▶ **Direction**: Return every line of the entries below that contains the word "blurred", where case counts.

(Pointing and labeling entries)

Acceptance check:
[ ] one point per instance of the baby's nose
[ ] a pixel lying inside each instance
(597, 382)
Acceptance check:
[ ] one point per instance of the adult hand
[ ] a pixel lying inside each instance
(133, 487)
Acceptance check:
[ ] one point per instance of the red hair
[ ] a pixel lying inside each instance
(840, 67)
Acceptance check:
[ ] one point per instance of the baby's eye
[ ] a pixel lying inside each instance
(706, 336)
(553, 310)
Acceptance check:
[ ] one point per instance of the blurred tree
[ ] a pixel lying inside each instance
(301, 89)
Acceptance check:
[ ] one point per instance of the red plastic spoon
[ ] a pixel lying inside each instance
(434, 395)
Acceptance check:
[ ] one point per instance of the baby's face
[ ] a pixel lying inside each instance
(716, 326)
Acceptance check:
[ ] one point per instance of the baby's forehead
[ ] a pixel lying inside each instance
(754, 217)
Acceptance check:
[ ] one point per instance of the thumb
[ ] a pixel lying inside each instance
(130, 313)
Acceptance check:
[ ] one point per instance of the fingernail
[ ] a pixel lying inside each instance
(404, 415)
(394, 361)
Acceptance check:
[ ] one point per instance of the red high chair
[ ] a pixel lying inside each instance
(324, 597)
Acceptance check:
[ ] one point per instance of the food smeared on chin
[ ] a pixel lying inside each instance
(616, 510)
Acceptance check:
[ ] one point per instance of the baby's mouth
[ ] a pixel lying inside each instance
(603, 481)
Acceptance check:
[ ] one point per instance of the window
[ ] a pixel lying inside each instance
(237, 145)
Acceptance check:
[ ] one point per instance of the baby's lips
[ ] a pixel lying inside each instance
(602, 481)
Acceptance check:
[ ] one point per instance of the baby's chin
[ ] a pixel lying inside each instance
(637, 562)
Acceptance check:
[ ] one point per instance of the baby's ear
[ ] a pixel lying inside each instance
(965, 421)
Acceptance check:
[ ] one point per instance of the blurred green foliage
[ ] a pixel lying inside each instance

▶ **Output for this exercise**:
[ ] one point per instance of the blurred tree
[ ] one point per instance of the blurred green foliage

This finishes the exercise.